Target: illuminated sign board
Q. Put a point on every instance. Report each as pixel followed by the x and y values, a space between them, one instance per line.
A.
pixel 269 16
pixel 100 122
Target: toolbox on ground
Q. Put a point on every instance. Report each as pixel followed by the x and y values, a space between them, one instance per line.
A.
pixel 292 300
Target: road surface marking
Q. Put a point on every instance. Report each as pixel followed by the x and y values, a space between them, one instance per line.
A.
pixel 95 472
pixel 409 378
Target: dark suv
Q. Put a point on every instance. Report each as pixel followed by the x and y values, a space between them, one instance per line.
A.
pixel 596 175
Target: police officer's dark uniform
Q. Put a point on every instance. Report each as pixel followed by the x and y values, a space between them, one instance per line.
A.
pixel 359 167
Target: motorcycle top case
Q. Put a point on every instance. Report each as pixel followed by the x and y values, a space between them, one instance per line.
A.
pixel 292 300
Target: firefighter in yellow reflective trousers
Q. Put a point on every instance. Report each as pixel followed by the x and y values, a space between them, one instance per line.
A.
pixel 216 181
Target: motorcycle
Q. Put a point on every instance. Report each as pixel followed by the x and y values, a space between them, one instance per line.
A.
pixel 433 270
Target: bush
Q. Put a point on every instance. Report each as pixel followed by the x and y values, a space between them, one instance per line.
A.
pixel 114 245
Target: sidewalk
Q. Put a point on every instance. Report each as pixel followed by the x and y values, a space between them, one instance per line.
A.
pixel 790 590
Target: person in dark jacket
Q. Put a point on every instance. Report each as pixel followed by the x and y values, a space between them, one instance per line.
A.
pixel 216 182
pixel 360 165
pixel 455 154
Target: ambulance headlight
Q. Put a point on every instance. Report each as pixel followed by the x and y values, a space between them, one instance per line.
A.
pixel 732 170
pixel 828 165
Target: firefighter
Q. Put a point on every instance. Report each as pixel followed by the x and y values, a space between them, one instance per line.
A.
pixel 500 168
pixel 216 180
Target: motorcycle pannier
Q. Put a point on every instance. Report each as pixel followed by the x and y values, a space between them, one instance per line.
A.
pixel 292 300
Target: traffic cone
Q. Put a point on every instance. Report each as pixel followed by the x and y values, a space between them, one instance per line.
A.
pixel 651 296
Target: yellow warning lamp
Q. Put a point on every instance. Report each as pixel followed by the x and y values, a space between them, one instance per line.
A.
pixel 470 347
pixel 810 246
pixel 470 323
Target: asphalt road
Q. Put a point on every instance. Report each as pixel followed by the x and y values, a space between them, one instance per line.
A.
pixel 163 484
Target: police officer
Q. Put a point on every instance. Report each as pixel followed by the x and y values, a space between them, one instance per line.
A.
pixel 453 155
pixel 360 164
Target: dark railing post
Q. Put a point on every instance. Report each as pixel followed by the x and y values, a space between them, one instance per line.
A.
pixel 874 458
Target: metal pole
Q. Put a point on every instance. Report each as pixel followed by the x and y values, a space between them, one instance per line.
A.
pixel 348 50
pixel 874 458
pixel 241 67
-=-=-
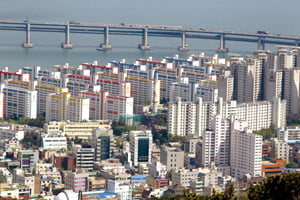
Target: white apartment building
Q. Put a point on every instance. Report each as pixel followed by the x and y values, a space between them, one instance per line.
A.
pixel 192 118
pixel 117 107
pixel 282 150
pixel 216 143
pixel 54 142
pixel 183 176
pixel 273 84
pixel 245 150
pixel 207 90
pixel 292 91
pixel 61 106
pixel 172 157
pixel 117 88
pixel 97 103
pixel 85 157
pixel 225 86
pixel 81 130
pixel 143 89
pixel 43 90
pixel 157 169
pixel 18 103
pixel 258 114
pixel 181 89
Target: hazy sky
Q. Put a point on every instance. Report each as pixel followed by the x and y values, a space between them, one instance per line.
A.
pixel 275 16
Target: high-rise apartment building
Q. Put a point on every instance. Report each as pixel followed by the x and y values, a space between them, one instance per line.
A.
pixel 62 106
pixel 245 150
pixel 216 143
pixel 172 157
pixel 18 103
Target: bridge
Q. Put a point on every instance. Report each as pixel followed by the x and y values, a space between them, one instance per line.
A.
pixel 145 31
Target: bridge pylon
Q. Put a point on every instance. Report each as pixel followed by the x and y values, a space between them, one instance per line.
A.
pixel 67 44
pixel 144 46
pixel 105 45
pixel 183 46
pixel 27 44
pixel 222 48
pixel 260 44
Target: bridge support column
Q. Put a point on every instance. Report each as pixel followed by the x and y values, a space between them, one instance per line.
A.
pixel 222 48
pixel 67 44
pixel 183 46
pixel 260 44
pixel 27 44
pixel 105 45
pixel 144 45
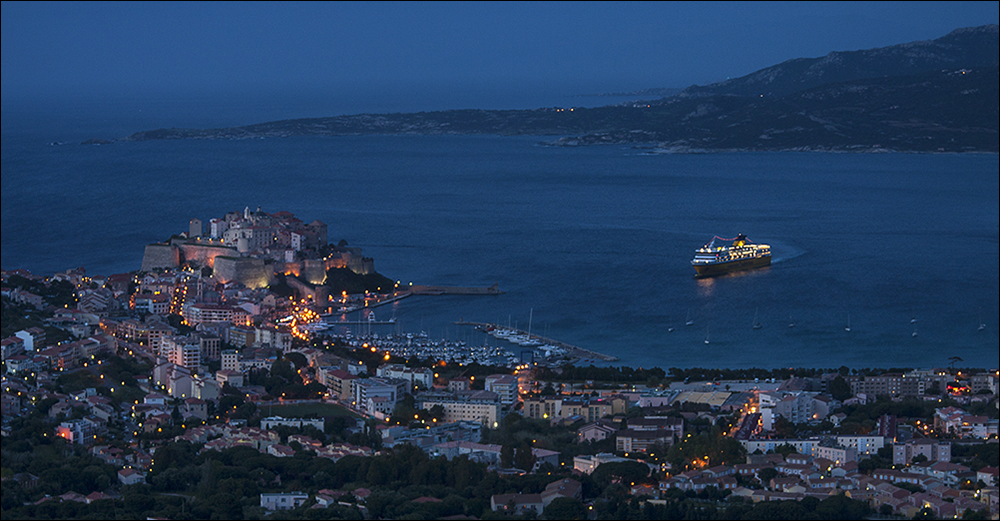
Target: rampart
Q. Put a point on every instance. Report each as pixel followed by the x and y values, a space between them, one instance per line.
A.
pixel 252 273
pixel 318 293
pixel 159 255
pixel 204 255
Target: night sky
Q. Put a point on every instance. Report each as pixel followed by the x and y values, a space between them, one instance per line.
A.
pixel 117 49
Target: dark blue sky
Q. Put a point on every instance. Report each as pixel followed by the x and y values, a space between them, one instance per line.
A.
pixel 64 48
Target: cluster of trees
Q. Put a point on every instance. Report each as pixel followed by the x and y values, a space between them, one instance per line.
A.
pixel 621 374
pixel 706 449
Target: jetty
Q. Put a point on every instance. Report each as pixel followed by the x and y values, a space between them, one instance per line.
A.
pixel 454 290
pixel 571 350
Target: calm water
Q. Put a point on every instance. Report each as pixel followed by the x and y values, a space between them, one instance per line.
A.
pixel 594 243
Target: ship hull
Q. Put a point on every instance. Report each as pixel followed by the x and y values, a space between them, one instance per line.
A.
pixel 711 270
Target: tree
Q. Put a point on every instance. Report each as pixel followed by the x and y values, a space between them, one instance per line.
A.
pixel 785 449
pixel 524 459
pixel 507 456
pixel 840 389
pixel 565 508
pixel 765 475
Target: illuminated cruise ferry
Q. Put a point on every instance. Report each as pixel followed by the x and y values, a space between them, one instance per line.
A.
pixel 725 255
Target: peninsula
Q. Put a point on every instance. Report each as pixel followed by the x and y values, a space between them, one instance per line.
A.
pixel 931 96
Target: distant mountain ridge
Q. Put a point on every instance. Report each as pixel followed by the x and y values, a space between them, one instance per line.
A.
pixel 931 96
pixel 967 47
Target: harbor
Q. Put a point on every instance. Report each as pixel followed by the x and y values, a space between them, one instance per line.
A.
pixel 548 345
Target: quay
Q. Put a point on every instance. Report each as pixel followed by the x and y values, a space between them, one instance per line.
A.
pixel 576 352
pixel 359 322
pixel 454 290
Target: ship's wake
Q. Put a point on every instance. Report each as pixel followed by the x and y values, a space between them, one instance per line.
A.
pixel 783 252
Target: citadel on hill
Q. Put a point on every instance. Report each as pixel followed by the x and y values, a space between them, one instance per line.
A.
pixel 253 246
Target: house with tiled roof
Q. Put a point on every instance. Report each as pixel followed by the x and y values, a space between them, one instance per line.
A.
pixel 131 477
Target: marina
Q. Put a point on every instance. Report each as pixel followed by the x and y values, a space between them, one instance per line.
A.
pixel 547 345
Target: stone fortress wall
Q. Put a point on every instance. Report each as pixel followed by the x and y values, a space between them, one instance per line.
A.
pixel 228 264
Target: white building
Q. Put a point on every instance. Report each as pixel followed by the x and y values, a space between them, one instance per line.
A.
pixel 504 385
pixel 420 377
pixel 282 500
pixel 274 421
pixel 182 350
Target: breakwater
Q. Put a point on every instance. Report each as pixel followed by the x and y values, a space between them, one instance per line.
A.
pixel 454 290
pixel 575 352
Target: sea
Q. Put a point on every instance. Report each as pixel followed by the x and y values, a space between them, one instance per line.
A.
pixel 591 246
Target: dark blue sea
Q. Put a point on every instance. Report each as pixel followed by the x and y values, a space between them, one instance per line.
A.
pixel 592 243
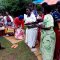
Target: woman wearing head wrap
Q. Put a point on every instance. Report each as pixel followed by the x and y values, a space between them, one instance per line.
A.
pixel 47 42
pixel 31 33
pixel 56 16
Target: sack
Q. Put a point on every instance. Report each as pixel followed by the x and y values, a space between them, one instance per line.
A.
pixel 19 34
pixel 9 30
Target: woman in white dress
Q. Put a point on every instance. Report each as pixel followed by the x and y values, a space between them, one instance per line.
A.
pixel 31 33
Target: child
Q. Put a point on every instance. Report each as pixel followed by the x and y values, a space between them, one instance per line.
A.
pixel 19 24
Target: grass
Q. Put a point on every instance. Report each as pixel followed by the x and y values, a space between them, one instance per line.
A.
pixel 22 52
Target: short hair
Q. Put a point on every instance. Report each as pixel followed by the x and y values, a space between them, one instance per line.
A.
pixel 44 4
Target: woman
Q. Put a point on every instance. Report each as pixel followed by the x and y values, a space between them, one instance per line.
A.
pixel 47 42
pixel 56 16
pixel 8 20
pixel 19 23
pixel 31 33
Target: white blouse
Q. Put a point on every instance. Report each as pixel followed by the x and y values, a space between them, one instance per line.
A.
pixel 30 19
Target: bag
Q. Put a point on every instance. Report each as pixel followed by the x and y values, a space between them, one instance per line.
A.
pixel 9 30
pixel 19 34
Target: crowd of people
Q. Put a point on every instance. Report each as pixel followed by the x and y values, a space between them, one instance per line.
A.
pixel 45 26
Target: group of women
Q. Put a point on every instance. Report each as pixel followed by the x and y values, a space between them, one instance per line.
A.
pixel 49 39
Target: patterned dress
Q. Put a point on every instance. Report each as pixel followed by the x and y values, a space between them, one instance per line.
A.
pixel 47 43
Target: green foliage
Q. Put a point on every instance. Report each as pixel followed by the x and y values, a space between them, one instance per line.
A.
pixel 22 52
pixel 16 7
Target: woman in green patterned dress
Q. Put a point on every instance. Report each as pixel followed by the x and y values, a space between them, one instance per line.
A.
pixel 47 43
-=-=-
PROMPT: Copy out only the lines above from the one with "Target: illuminated sign board" to the one with "Target: sidewalk", inclusive, exactly as they stand.

REPLY TO THE TASK:
Target: illuminated sign board
Q. Put a point on every instance. Report each as pixel followed by the x and y values, a space between them, one instance per line.
A.
pixel 269 16
pixel 100 122
Target: toolbox on ground
Q. Put a point on every instance. Report each as pixel followed by the x and y values, a space between them, one instance per line.
A.
pixel 292 300
Target: road surface marking
Q. Put a point on every instance. Report each as pixel followed by the x and y values, a space between them, one instance per line.
A.
pixel 95 472
pixel 409 378
Target: dark suv
Q. Put a point on every instance. Report each as pixel followed by the x and y values, a space between them, one instance per line.
A.
pixel 596 175
Target: police officer's dark uniform
Q. Put a point on every instance. Report each as pixel followed by the x and y values, a space between them, one instance per line.
A.
pixel 359 167
Target: motorcycle top case
Q. Put a point on every instance. Report each as pixel followed by the x and y values, a space between them, one instance per line.
A.
pixel 292 300
Target: firefighter in yellow reflective trousers
Q. Put a point on every instance. Report each as pixel followed by the x and y values, a space between them, one instance per line.
A.
pixel 216 181
Target: motorcycle
Q. Put a point on every instance. Report each as pixel followed by the x and y values, a space between them, one instance per line.
A.
pixel 433 270
Target: bush
Q. Put a point on every instance. Report each as pixel followed by the x and y values, a space between them, one instance per line.
A.
pixel 114 245
Target: sidewalk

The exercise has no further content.